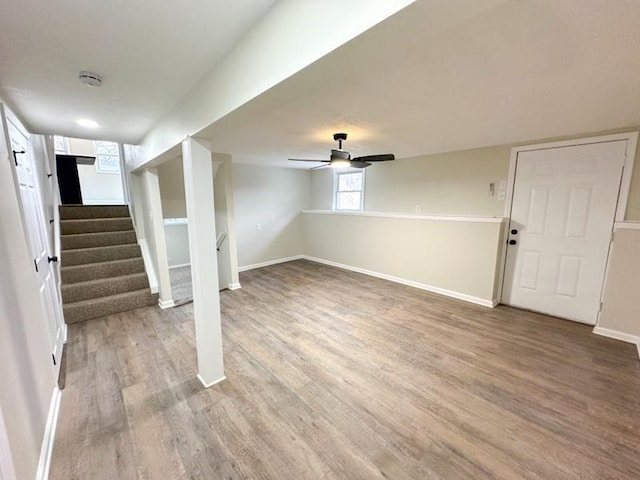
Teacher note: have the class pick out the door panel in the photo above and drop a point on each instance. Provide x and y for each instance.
(563, 208)
(36, 229)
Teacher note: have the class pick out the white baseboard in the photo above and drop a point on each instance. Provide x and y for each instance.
(270, 262)
(49, 436)
(211, 384)
(166, 304)
(148, 265)
(624, 337)
(180, 266)
(410, 283)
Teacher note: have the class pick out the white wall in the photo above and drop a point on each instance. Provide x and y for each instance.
(97, 188)
(455, 183)
(457, 258)
(268, 202)
(170, 176)
(28, 378)
(621, 306)
(177, 237)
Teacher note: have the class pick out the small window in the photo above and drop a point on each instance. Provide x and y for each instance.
(349, 191)
(60, 145)
(107, 157)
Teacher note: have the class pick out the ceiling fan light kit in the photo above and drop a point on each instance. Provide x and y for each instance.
(342, 159)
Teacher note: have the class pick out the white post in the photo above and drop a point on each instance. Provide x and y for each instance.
(198, 185)
(158, 244)
(223, 186)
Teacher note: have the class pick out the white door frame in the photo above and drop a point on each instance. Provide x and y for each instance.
(623, 192)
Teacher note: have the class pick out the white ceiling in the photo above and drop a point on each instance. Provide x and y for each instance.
(440, 75)
(149, 53)
(521, 71)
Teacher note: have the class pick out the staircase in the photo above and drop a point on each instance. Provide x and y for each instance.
(102, 267)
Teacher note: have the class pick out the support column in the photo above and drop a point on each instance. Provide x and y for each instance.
(154, 230)
(198, 186)
(224, 183)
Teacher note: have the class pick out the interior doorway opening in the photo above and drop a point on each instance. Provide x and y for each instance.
(89, 172)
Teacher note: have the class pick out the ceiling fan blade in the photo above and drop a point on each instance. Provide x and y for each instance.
(308, 160)
(340, 155)
(359, 164)
(385, 157)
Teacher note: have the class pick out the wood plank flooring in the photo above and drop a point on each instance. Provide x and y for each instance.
(336, 375)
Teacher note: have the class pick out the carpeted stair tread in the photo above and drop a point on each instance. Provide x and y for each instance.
(81, 256)
(104, 287)
(95, 225)
(93, 271)
(71, 212)
(102, 267)
(100, 239)
(99, 307)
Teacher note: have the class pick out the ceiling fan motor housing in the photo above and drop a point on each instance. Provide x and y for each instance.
(339, 136)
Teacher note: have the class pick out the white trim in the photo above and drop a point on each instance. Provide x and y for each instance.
(173, 222)
(179, 266)
(211, 384)
(7, 470)
(410, 283)
(46, 450)
(269, 262)
(623, 192)
(624, 337)
(346, 171)
(626, 226)
(148, 265)
(410, 216)
(164, 304)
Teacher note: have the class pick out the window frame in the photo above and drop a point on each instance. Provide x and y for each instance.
(336, 184)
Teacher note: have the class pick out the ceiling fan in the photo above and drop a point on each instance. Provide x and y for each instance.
(341, 158)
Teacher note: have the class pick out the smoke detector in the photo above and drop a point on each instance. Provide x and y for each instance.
(89, 78)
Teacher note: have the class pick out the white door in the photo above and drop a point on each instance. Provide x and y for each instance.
(562, 214)
(36, 225)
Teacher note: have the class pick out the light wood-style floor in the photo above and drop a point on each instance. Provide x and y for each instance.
(336, 375)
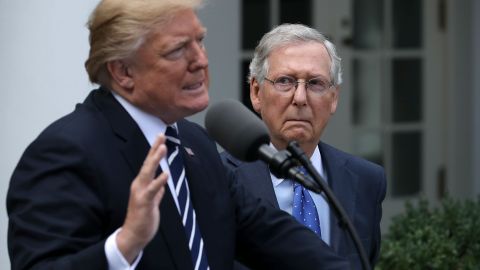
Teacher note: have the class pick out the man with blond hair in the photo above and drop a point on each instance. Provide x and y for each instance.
(124, 182)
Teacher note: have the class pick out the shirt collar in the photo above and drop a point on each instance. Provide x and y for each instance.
(316, 160)
(150, 125)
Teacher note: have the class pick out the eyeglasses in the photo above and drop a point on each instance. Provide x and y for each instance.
(286, 83)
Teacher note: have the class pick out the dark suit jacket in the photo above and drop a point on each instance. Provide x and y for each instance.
(70, 191)
(359, 185)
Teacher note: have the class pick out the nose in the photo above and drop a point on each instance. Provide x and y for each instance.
(199, 59)
(300, 94)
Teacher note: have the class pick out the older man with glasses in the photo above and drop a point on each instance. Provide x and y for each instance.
(295, 78)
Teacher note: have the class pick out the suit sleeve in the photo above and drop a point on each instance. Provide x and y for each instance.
(55, 209)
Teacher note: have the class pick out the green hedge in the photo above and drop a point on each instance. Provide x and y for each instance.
(447, 237)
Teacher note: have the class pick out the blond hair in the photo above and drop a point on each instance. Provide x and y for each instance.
(119, 27)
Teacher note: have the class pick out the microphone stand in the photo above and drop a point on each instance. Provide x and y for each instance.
(298, 154)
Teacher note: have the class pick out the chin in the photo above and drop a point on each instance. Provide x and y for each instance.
(198, 105)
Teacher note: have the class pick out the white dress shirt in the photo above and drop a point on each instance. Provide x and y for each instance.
(284, 192)
(151, 127)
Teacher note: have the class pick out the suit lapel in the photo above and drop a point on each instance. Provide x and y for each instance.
(256, 177)
(343, 184)
(134, 148)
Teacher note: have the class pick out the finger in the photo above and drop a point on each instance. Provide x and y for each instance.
(157, 187)
(151, 163)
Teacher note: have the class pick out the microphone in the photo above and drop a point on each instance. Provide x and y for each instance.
(245, 136)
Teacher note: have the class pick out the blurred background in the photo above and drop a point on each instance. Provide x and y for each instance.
(408, 102)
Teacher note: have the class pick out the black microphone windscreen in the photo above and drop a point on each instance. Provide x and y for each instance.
(236, 129)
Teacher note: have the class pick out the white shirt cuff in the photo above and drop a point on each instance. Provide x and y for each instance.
(115, 259)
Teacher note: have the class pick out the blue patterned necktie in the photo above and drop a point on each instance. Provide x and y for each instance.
(177, 171)
(304, 209)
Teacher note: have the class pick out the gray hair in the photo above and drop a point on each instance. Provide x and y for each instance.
(288, 34)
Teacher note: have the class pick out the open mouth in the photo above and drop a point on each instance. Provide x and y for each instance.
(194, 86)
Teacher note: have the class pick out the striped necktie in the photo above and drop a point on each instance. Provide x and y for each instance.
(304, 209)
(177, 171)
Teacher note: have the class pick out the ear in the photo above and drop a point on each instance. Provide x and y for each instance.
(120, 73)
(335, 94)
(254, 95)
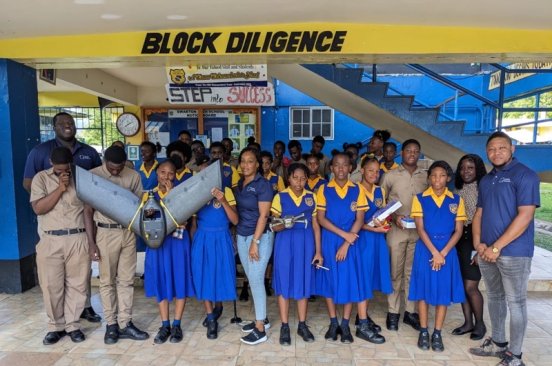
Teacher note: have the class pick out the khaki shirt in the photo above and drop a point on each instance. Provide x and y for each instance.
(68, 211)
(401, 186)
(128, 179)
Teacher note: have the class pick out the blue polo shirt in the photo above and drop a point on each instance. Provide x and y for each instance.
(247, 200)
(38, 160)
(501, 192)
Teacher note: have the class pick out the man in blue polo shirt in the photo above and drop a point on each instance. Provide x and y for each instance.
(503, 236)
(84, 156)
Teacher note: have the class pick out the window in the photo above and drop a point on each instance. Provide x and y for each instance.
(307, 122)
(95, 126)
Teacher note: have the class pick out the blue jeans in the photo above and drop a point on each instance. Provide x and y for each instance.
(255, 270)
(506, 283)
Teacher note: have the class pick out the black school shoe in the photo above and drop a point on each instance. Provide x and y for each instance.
(285, 337)
(176, 334)
(254, 337)
(53, 337)
(437, 343)
(131, 332)
(90, 315)
(368, 334)
(304, 332)
(333, 331)
(392, 321)
(162, 335)
(423, 341)
(77, 336)
(212, 329)
(346, 336)
(111, 334)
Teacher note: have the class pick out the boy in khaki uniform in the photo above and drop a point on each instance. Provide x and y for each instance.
(115, 248)
(403, 184)
(62, 252)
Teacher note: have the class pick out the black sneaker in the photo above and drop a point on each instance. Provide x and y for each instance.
(373, 325)
(437, 343)
(111, 334)
(212, 329)
(131, 332)
(285, 338)
(333, 331)
(510, 360)
(217, 312)
(423, 341)
(304, 332)
(346, 336)
(368, 334)
(162, 335)
(249, 327)
(254, 337)
(176, 334)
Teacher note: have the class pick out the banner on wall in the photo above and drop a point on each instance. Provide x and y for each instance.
(221, 95)
(219, 75)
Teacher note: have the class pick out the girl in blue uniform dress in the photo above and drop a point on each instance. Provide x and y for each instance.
(341, 206)
(377, 265)
(295, 250)
(314, 180)
(436, 277)
(168, 273)
(213, 263)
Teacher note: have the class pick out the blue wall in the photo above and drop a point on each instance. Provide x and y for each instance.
(19, 131)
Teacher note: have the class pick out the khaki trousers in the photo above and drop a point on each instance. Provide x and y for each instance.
(63, 269)
(401, 243)
(117, 270)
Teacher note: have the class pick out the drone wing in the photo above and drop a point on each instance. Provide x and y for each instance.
(110, 199)
(187, 198)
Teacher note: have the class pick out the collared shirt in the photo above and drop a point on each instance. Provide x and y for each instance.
(127, 178)
(401, 186)
(38, 160)
(501, 192)
(247, 199)
(68, 211)
(417, 210)
(297, 200)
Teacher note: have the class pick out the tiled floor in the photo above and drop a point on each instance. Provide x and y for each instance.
(23, 325)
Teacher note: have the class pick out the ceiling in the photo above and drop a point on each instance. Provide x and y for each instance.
(25, 18)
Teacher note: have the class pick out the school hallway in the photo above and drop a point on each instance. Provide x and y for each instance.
(23, 326)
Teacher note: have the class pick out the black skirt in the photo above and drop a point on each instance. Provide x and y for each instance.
(464, 249)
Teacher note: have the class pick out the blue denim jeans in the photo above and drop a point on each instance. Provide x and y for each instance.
(255, 270)
(506, 283)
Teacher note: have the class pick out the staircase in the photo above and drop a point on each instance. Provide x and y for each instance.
(425, 119)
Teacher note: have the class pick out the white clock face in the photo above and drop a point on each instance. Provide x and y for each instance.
(128, 124)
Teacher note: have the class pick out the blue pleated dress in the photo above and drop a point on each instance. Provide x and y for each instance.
(168, 272)
(445, 286)
(213, 264)
(343, 283)
(375, 252)
(294, 248)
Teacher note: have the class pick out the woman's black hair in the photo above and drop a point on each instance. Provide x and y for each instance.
(383, 135)
(267, 154)
(336, 153)
(480, 170)
(297, 166)
(441, 164)
(356, 145)
(368, 159)
(255, 152)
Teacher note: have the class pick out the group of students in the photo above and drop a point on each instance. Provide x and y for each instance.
(336, 250)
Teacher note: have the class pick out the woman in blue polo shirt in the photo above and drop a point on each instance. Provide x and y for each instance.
(254, 198)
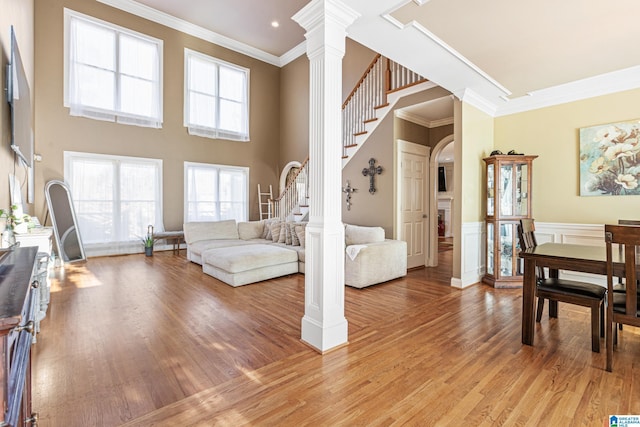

★ ★ ★ ★ ★ ★ ★

Which lines above contain the string "blond"? Copy each of them in full.

» **Answer to this task**
Teacher note: have the class pick out the man with blond hair in the photo above and drop a point on each instance. Provide x and y for each instance.
Teacher note: have the class pick out the blond hair in the photo above and drop a point on each instance. Provide x and y for each instance.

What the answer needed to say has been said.